### [Job]
Please put every line of the records below into a Markdown table with two columns, No. and Text, numbering the rows in order and leaving out blank lines.

-- Begin Provided material --

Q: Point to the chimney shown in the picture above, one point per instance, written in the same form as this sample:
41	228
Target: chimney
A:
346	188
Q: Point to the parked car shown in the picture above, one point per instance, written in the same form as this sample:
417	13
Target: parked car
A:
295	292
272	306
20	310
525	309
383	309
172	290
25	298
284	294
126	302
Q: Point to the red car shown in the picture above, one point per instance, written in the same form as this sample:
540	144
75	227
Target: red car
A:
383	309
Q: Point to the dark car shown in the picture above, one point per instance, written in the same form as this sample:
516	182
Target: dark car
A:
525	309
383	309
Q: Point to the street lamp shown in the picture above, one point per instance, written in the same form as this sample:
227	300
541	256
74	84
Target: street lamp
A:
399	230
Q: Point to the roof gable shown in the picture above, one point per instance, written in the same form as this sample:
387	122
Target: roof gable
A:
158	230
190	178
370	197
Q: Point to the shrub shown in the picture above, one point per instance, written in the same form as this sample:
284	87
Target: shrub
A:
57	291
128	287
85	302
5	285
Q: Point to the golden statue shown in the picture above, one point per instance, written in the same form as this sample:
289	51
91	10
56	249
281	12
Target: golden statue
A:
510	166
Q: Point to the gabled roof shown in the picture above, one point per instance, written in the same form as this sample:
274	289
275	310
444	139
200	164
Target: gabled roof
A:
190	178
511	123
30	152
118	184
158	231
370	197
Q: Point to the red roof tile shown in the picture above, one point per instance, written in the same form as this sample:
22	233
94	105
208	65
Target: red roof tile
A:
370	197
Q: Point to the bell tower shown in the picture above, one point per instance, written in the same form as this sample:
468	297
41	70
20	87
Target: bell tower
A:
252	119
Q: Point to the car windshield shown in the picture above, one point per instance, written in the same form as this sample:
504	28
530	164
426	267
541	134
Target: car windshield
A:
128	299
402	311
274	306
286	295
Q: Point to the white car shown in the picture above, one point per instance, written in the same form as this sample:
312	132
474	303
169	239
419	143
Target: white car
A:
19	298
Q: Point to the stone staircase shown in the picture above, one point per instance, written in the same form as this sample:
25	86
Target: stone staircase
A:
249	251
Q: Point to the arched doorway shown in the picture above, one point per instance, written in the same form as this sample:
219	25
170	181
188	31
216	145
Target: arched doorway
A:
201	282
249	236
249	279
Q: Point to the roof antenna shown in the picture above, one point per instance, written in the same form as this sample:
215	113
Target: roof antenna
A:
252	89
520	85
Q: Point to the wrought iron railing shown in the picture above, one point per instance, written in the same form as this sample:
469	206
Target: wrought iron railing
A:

-- End Provided material --

### [Task output]
| No. | Text |
|---|---|
| 1 | Q: Point to the chimney shown in the picture above, one point per instance, written in the same form as this sample: |
| 2 | 41	228 |
| 3 | Target: chimney |
| 4 | A: |
| 5 | 346	188 |
| 6 | Q: Point to the parked car shown in the picture above, one point per instance, written in the same form as this sample: |
| 7 | 417	13 |
| 8 | Target: parked car |
| 9 | A: |
| 10 | 295	292 |
| 11 | 272	306 |
| 12 | 20	310 |
| 13 | 525	309 |
| 14 | 383	309 |
| 15 | 172	290 |
| 16 | 25	298 |
| 17 | 284	294 |
| 18 | 126	302 |
| 19 | Q: Point to the red car shown in the picture above, one point per instance, written in the same form as this sample: |
| 20 | 540	144 |
| 21 | 75	227 |
| 22 | Target: red car |
| 23 | A: |
| 24 | 383	309 |
| 25 | Q: Point to the dark car shown in the picture above, one point per instance, written in the same form as this sample: |
| 26 | 516	182 |
| 27 | Target: dark car |
| 28 | A: |
| 29 | 525	309 |
| 30 | 383	309 |
| 31 | Q: Point to the street lamp shown in the picture above, one point per instance, written in the same form as this sample: |
| 32 | 227	300 |
| 33 | 541	256 |
| 34 | 74	84 |
| 35 | Target: street lamp |
| 36 | A: |
| 37 | 399	230 |
| 38 | Q: Point to the roof gable shown in the picture above, one point per instance, written in the same form as this sample: |
| 39 | 387	122 |
| 40 | Target: roof gable |
| 41 | A: |
| 42 | 158	230 |
| 43 | 190	178 |
| 44 | 370	197 |
| 45 | Q: Point to the shrub shown in the picture above, one point per instance, written in the same form as this sample: |
| 46 | 284	87 |
| 47 | Target: shrub |
| 48 | A: |
| 49 | 57	291 |
| 50 | 128	287 |
| 51 | 85	302 |
| 52 | 5	285 |
| 53 | Q: Point to the golden statue shown in the picture above, one point per instance, written in the same form as this sample: |
| 54 | 289	51 |
| 55 | 91	10 |
| 56 | 56	249 |
| 57 | 281	12 |
| 58 | Target: golden statue |
| 59 | A: |
| 60 | 510	166 |
| 61 | Q: Point to the gabled roof shown in the picture above, one point per instance, written in the same form as this sample: |
| 62 | 274	289 |
| 63 | 275	310 |
| 64 | 444	139 |
| 65 | 200	164 |
| 66 | Target: gabled roof |
| 67 | A: |
| 68 | 190	178 |
| 69 | 511	123 |
| 70 | 30	152 |
| 71 | 118	184 |
| 72 | 158	231 |
| 73 | 370	197 |
| 74 | Q: Point to the red roof tile shown in the picture above, one point per instance, written in the same form as this sample: |
| 75 | 22	233 |
| 76 | 94	105 |
| 77 | 208	65 |
| 78 | Target: red roof tile |
| 79 | A: |
| 80 | 370	197 |
| 81 | Q: Point to the bell tower shown in the picture above, one point per instance, written in the same form as this sample: |
| 82 | 468	297 |
| 83 | 41	70 |
| 84 | 20	87 |
| 85 | Target: bell tower |
| 86 | A: |
| 87 | 252	119 |
| 88 | Q: Point to the car windshield shown in the picture above, one point per instance, written in the same form as this sample: |
| 89 | 504	28 |
| 90 | 530	164 |
| 91 | 426	267 |
| 92 | 541	134 |
| 93 | Target: car windshield |
| 94 | A: |
| 95 | 128	299 |
| 96 | 402	311 |
| 97 | 274	306 |
| 98 | 286	295 |
| 99 | Q: Point to the white car shown in the picture above, one point per instance, written in the same form as this sample: |
| 100 | 312	132 |
| 101 | 474	303 |
| 102 | 169	239 |
| 103 | 419	143 |
| 104 | Target: white car |
| 105 | A: |
| 106 | 19	298 |
| 107 | Q: Point to the stone staircase shown in the picture above, one point per instance, written in the same form as this sample: |
| 108 | 25	86 |
| 109 | Target: stone staircase |
| 110 | A: |
| 111 | 249	251 |
| 112 | Q: Point to the arched doorway shown in the picture above, one point per instance, written in the same form as this sample: |
| 113 | 219	25 |
| 114 | 170	181 |
| 115 | 188	31 |
| 116 | 216	145 |
| 117 | Target: arched doorway |
| 118 | A: |
| 119 | 201	282 |
| 120 | 249	236 |
| 121 | 249	279 |
| 122 | Q: Point to the roof antenna shown in the picture above, one point per instance, written in the same form as this sample: |
| 123 | 215	113 |
| 124 | Target: roof antenna |
| 125 | A: |
| 126 | 252	89 |
| 127 | 520	85 |
| 128 | Q: Point to the wrought iron railing shown in the picture above, one point per instance, written in the same form as this sample: |
| 129 | 469	206 |
| 130 | Target: wrought iron railing |
| 131 | A: |